START Text for analysis

Main Content

results

Get bioinformatics pipeline results

Since R2023a

Description

example

blockResults = results(pipeline,block) returns the results of block in the pipeline.

Tip

Use fetchResults instead of results if you are running in parallel. fetchResults waits for the block to complete before returning its results.

Examples

collapse all

Import the pipeline and block objects needed for the example.

import bioinfo.pipeline.Pipeline
import bioinfo.pipeline.block.*

Create a pipeline.

P = Pipeline;

Create the FileChooser and SamSort blocks.

FCB = FileChooser(which("ex1.sam"));
SSB = SamSort;

Add blocks to the pipeline and connect them.

addBlock(P,[FCB,SSB]);
connect(P,FCB,SSB,["Files","SAMFile"]);

Run the pipeline.

run(P);

The outputs of the FileChooser and SamSort blocks are files that are saved to your file system.

fcbResults = results(P,FCB)
fcbResults = struct with fields:
    Files: [1×1 bioinfo.pipeline.datatype.File]

ssbResults = results(P,SSB)
ssbResults = struct with fields:
    SortedSAMFile: [1×1 bioinfo.pipeline.datatype.File]

Tip: Use the unwrap method to see the location of the output file. For example, unwrap(ssbResults.SortedSAMFiles) shows the location of the sorted SAM file.

Import the pipeline and block objects needed for the example.

import bioinfo.pipeline.Pipeline
import bioinfo.pipeline.blocks.*

Create a pipeline.

P = Pipeline;

A FileChooser block can take in a URL of a remote file as an input and download the file to make it available for the downstream blocks. Download the file Homo_sapiens.GRCh38.dna.chromosome.19.fa.gz that contains the human reference genome chromosome 19 in the FASTA format.

chr19url = "http://ftp.ensembl.org/pub/release-104/fasta/homo_sapiens/dna/Homo_sapiens.GRCh38.dna.chromosome.19.fa.gz";
fileChooserBlock1 = FileChooser(chr19url);

A UserFunction block to unzip the downloaded reference genome file using the gunzip function. When you create the block, you can specify the function to call and set the input and output port names that map to the input and output arguments of the corresponding function, respectively. In this example, name the input port as "ZippedFilenames" and the output port as "UnzippedFilenames"

gunzipUserFunctionBlock = UserFunction(@gunzip,RequiredArguments="ZippedFilenames",OutputArguments="UnzippedFilenames");

The reference genome file needs to be indexed in before reads can be aligned to it. To generate the indices, create a Bowtie2Build block.

END Text for analysis
START Data listing

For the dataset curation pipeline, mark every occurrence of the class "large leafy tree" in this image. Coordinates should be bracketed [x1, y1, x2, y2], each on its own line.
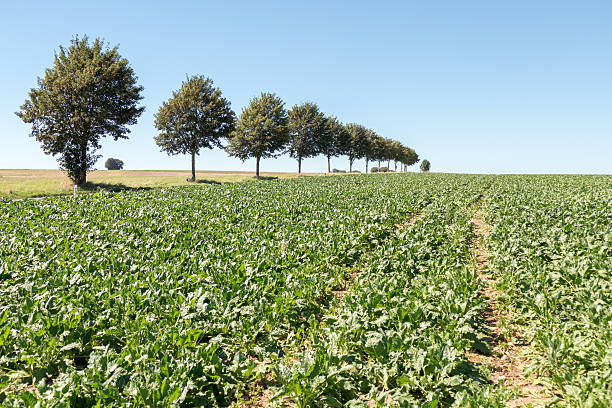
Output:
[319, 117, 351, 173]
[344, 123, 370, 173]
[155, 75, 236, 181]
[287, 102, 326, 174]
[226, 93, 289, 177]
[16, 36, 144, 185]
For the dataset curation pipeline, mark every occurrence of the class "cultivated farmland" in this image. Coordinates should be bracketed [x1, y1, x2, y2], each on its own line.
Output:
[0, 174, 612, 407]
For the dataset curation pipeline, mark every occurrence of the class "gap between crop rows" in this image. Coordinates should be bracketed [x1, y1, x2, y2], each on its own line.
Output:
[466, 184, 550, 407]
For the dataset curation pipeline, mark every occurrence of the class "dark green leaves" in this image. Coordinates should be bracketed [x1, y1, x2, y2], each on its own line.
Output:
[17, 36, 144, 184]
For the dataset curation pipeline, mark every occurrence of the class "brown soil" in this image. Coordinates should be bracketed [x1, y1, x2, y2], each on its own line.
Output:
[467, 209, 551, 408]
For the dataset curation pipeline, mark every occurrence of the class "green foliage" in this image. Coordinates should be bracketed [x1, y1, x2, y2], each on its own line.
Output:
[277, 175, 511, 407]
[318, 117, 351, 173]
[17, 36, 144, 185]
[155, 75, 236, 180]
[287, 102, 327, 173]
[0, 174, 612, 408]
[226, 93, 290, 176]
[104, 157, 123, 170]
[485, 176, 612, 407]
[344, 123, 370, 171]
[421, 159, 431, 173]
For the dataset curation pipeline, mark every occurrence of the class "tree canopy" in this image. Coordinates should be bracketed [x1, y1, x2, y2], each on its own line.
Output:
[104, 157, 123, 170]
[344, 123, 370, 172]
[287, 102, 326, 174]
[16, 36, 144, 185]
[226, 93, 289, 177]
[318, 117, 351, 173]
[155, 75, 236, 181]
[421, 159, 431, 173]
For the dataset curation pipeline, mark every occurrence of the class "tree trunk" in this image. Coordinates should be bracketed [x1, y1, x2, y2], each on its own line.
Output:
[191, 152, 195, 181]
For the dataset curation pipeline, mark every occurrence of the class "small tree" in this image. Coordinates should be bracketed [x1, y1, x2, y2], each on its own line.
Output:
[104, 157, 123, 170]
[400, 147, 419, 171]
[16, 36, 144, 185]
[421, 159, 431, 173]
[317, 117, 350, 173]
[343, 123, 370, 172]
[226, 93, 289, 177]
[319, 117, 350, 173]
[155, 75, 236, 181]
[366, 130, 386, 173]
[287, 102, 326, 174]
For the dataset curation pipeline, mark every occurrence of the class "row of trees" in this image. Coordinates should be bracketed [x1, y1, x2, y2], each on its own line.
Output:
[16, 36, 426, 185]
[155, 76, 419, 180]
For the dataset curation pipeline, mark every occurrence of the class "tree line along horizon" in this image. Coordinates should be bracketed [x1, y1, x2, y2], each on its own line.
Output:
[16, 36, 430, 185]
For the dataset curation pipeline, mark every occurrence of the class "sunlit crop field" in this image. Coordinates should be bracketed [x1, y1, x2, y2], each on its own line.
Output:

END Data listing

__Actions to take__:
1: According to the results function page, which function should be used instead of results when running in parallel?
2: Continue the results function page from where it stops.
The rows are not needed for what follows.

__Answers to the exercises__:
1: fetchResults should be used instead of results.

2:
bowtie2BuildBlock = Bowtie2Build;

Add the blocks.

addBlock(P,[fileChooserBlock1,gunzipUserFunctionBlock,bowtie2BuildBlock]);

Connect the output port named "Files" of fileChooserBlock1 to the input port named "ZippedFileNames" of gunzipUserFunctionBlock. Also connect the output "UnzippedFilenames" of gunzipUserFunctionBlock to the input "ReferenceFASTAFiles" of bowtie2BuildBlock.

connect(P,fileChooserBlock1,gunzipUserFunctionBlock,["Files","ZippedFilenames"]);
connect(P,gunzipUserFunctionBlock,bowtie2BuildBlock,["UnzippedFilenames","ReferenceFASTAFiles"]);

Create blocks for downloading RNA-seq data.

adrenal_1_url = "https://usegalaxy.org/dataset/display?dataset_id=d44d2a324474d1aa&to_ext=fq";
adrenal_2_url = "https://usegalaxy.org/dataset/display?dataset_id=d08360a1c0ffdc62&to_ext=fq";
brain_1_url =   "https://usegalaxy.org/dataset/display?dataset_id=f187acb8015d6c7f&to_ext=fq";
brain_2_url =   "https://usegalaxy.org/dataset/display?dataset_id=08c45996966d7ded&to_ext=fq";
fileChooserBlock2 = FileChooser([brain_1_url;adrenal_1_url]);
fileChooserBlock3 = FileChooser([brain_2_url;adrenal_2_url]);

Create a Bowtie2 block for mapping reads.

bowtie2Block = Bowtie2;

Add blocks to the pipeline.

addBlock(P,[fileChooserBlock2,fileChooserBlock3,bowtie2Block]);

Connect the blocks.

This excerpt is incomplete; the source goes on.